## Input data
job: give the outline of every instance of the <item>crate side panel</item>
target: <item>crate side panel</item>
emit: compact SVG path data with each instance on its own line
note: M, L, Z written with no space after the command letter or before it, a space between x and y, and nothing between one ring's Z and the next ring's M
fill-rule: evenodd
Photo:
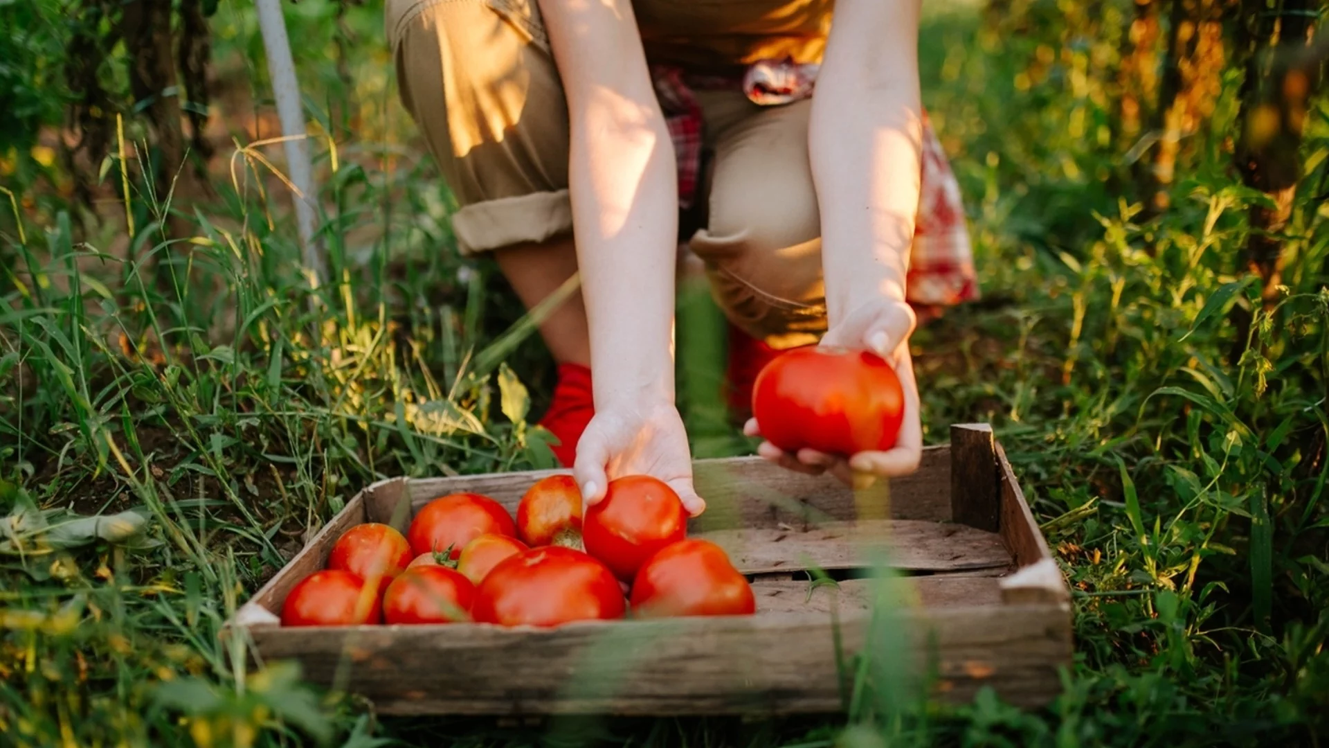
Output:
M942 522L828 522L807 528L711 530L696 536L724 548L743 574L870 568L881 560L921 572L1011 566L1010 552L995 532Z
M917 599L926 608L997 606L1002 600L1001 580L997 576L934 574L900 576L890 579L889 584L896 588L892 595ZM816 587L809 582L760 578L752 582L758 615L867 611L878 590L880 582L872 579L847 579L833 586Z
M910 623L912 622L912 623ZM921 624L921 626L918 626ZM1041 704L1070 661L1066 606L962 606L905 611L904 667L936 657L937 692L969 699L991 685ZM868 618L843 616L845 654ZM833 626L825 614L574 624L552 631L478 626L255 632L268 660L296 657L387 713L796 713L840 707ZM936 643L936 647L925 644Z
M445 494L473 491L493 496L516 511L536 480L567 470L541 470L409 482L412 512ZM692 531L728 527L775 527L855 518L950 520L950 447L926 447L918 470L892 480L851 491L829 475L803 475L758 457L702 459L694 463L698 492L707 510Z
M282 614L282 603L286 602L286 596L291 592L302 579L314 574L315 571L323 568L327 564L328 554L332 552L332 546L336 544L336 539L342 536L343 532L355 527L356 524L363 524L365 522L364 514L364 495L356 494L350 502L342 507L342 511L323 526L314 538L300 548L300 552L295 554L280 571L276 572L267 584L264 584L254 598L250 600L251 604L262 606L275 615Z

## Prompt
Render the lines from the start of the rows through the line that contains "M917 599L926 608L997" as a JSON list of strings, one string per line. Skip blank lines and leave the pictures out.

## Finished exercise
[
  "job: give the outline of every instance of the <item>crate side panel</item>",
  "target: <item>crate side panel</item>",
  "emit: compact SVG path data with each instance on its own line",
  "note: M, L, Z written with no space after the command letter or before it, a space between x and y, and nothing between one ring's Z and the next ring's M",
  "fill-rule: evenodd",
  "Photo:",
  "Output:",
  "M942 522L828 522L807 528L711 530L696 536L724 548L743 574L870 568L881 560L921 572L1011 566L1010 552L995 532Z",
  "M917 599L926 608L997 606L1002 600L1001 580L997 576L934 574L900 576L890 579L889 584L896 588L892 595ZM816 587L809 582L760 578L752 582L758 615L867 611L878 590L880 582L872 579L847 579L833 586Z"
]